---- DATA FOR THIS EXERCISE

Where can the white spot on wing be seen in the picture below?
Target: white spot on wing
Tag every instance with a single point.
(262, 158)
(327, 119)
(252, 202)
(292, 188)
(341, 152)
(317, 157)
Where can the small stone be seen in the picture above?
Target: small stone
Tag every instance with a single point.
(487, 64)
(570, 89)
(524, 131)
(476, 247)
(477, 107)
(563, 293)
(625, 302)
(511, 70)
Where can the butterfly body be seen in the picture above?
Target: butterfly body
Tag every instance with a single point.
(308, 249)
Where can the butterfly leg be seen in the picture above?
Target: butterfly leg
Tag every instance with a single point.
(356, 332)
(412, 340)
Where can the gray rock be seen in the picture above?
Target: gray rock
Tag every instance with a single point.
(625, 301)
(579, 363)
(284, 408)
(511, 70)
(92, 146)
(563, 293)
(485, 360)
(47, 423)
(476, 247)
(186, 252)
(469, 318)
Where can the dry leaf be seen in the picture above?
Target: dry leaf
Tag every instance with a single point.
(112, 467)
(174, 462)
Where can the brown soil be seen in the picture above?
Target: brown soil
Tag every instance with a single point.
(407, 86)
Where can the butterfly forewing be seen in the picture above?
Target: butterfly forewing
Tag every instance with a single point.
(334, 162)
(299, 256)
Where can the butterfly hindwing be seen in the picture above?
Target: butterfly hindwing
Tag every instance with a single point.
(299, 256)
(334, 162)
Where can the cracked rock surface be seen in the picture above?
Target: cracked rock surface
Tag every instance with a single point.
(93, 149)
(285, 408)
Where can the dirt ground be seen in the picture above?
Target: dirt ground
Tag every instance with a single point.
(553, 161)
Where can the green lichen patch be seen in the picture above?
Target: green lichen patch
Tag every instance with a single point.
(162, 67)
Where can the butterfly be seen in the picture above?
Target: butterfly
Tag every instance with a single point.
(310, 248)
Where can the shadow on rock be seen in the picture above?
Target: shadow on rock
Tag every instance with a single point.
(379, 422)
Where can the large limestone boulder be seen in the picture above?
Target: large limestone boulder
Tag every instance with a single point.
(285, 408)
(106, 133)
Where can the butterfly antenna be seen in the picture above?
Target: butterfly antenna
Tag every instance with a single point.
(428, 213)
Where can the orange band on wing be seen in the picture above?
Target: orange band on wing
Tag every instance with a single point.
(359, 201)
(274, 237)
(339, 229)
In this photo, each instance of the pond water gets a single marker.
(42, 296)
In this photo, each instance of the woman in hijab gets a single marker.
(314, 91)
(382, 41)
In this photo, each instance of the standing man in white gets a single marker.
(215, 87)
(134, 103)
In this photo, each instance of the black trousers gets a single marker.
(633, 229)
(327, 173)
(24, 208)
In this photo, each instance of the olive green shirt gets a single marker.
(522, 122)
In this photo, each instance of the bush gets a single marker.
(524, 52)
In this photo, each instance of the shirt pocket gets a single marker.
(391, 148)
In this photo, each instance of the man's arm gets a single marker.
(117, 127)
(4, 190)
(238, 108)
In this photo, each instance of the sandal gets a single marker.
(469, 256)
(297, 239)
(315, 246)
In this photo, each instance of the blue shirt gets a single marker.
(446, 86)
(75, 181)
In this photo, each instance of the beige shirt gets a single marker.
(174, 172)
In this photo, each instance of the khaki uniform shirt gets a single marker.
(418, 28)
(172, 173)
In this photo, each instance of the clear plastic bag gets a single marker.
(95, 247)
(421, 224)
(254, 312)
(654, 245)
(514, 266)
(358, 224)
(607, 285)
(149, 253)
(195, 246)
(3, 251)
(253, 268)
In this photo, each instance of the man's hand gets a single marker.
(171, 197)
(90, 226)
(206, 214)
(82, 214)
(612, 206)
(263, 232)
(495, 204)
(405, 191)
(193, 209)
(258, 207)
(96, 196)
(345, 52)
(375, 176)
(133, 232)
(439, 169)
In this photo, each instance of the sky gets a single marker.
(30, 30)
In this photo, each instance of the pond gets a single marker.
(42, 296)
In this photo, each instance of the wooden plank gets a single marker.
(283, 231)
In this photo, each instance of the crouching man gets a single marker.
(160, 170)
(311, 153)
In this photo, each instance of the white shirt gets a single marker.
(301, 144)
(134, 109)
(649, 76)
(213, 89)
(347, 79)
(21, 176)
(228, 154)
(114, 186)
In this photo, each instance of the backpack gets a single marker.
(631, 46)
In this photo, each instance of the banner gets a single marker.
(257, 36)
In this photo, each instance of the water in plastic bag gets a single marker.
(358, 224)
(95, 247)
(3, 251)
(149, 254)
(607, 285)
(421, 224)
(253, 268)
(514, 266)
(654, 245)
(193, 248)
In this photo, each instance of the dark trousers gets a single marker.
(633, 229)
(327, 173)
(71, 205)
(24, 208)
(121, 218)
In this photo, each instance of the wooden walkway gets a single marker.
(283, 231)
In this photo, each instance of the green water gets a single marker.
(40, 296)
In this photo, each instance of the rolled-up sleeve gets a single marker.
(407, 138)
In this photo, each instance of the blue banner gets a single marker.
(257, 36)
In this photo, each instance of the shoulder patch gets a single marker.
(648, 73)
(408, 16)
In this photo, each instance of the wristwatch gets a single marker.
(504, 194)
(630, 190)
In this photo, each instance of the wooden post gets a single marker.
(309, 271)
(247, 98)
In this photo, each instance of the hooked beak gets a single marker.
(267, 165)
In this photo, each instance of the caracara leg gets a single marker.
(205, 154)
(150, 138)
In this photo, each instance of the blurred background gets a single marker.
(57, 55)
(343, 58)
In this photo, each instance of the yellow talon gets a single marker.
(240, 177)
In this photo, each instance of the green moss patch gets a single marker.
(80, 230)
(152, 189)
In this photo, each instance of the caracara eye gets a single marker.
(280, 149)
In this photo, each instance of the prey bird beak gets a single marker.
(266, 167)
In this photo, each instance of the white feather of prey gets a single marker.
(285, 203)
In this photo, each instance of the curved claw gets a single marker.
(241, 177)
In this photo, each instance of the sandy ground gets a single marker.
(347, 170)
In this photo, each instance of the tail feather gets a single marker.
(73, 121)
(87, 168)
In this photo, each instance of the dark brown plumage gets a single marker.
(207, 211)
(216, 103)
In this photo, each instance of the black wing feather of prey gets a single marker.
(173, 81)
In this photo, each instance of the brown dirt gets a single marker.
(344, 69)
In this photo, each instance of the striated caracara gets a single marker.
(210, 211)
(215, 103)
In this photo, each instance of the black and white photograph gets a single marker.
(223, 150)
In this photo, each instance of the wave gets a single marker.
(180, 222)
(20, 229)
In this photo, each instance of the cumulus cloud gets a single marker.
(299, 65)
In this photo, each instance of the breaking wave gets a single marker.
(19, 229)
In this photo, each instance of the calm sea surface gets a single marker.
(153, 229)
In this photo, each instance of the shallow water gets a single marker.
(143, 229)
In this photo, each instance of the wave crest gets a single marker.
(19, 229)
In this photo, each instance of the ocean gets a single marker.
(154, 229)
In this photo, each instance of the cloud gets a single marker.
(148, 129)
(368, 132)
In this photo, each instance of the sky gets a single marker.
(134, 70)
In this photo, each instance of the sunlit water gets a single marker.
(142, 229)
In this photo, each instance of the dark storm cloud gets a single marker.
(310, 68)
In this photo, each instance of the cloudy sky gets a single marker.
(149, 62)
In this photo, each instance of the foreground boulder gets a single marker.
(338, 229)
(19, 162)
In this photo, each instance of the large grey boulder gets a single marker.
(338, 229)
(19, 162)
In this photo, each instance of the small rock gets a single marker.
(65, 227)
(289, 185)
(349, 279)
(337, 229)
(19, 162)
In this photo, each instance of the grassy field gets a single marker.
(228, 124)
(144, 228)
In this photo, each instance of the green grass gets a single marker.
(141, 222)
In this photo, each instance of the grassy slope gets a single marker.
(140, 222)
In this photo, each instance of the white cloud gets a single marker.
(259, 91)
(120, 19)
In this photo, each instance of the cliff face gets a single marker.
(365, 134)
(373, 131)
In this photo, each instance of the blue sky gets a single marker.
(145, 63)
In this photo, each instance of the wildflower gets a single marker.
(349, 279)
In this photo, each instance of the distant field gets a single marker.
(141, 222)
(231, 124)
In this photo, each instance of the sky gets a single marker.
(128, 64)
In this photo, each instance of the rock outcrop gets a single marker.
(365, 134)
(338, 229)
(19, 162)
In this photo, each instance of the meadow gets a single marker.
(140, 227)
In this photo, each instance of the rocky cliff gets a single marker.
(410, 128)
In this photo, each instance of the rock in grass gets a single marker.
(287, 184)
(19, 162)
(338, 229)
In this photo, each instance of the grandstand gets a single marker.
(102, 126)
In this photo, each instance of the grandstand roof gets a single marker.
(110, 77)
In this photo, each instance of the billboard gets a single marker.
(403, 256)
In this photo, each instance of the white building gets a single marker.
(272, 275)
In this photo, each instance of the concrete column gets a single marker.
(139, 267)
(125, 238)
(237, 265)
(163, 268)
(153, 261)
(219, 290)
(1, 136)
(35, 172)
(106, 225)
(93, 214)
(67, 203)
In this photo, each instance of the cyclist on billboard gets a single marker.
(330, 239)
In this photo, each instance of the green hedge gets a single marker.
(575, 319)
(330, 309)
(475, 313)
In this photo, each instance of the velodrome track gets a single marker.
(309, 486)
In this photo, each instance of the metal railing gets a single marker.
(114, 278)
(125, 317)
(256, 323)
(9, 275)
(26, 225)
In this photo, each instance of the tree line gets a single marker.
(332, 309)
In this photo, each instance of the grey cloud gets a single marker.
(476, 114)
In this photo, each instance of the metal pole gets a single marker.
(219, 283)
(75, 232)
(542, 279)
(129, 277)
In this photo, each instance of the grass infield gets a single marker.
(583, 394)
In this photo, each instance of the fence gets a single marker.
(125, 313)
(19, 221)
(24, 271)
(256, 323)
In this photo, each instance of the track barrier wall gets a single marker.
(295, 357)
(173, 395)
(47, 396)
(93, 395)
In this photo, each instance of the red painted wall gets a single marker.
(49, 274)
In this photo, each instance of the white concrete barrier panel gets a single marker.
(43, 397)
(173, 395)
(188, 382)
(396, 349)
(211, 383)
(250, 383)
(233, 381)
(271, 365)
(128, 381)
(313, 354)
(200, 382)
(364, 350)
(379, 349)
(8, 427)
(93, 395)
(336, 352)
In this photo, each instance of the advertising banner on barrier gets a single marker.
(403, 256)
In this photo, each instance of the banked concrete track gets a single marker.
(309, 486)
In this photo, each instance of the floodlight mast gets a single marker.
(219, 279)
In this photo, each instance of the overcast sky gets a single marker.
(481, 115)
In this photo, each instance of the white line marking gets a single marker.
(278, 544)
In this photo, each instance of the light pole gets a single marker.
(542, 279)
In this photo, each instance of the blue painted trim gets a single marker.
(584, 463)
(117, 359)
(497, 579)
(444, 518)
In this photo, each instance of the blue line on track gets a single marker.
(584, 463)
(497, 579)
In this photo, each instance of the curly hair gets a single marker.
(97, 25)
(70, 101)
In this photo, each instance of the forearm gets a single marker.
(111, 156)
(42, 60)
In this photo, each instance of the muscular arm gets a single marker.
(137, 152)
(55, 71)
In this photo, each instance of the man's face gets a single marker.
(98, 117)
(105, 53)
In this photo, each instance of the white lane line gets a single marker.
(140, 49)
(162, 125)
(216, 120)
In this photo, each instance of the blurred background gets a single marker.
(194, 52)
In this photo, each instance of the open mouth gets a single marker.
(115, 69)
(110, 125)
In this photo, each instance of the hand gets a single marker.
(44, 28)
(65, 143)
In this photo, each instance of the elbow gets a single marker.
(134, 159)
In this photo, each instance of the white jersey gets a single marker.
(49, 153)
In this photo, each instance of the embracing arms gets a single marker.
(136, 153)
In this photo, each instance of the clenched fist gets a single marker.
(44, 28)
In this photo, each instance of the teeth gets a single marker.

--------

Take every line from the one containing "In this photo, each instance of the red" to the end of the listing and output it exactly, with nothing else.

FULL RESPONSE:
In this photo, each instance of the red painted wall gets a single marker.
(49, 274)
In this photo, each instance of the white concrete barrier panel gets a single marker.
(43, 397)
(173, 395)
(188, 382)
(396, 349)
(211, 383)
(250, 383)
(233, 381)
(271, 365)
(128, 381)
(313, 354)
(200, 382)
(364, 350)
(379, 349)
(8, 427)
(93, 395)
(336, 352)
In this photo, each instance of the advertising banner on barrier gets a single marker.
(403, 256)
In this photo, each instance of the banked concrete track gets a single marker.
(309, 486)
In this photo, each instance of the floodlight mast gets a single marker.
(219, 279)
In this photo, each instance of the overcast sky gets a single marker.
(481, 115)
In this photo, each instance of the white line marking gets a single marker.
(278, 544)
In this photo, each instance of the light pole gets a single marker.
(542, 279)
In this photo, each instance of the blue painted trim gets a single marker.
(584, 463)
(117, 359)
(497, 579)
(444, 518)
In this photo, each instance of the blue line on track gets a single marker.
(584, 463)
(497, 579)
In this photo, each instance of the curly hair gets a single marker.
(97, 25)
(70, 101)
In this photo, each instance of the forearm gets a single marker.
(111, 156)
(42, 60)
In this photo, each instance of the muscular arm gets a single marker.
(137, 152)
(55, 71)
In this photo, each instance of the man's face gets a single marker.
(98, 117)
(105, 53)
In this photo, each instance of the white lane line gets a single marker.
(140, 49)
(162, 125)
(216, 120)
In this photo, each instance of the blurred background gets a single marker.
(194, 52)
In this photo, each instance of the open mouth gets a single marker.
(115, 69)
(110, 125)
In this photo, each instance of the hand gets a single marker.
(44, 28)
(65, 143)
In this photo, each instance of the elbow gets a single marker.
(134, 159)
In this photo, each instance of the white jersey gets a single marker.
(49, 153)
In this photo, each instance of the embracing arms gets a single marker.
(136, 153)
In this photo, each instance of the clenched fist gets a single marker.
(44, 28)
In this photo, each instance of the teeth gets a single marker.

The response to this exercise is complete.